• Task brief
Your answer should be the line containing "Expected output: a" and each line after it through the end of the data below, repeated exactly.

• Images for object localization
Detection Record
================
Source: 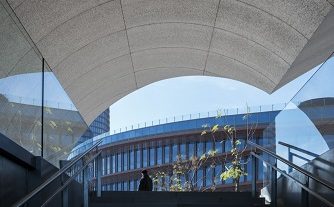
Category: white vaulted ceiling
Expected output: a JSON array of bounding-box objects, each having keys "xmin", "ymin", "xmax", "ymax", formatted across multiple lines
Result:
[{"xmin": 4, "ymin": 0, "xmax": 334, "ymax": 124}]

• Answer
Expected output: a JSON array of bounding-box objects, each having keys "xmin", "ymin", "xmax", "ymax", formatted across multiple lines
Result:
[{"xmin": 4, "ymin": 0, "xmax": 334, "ymax": 124}]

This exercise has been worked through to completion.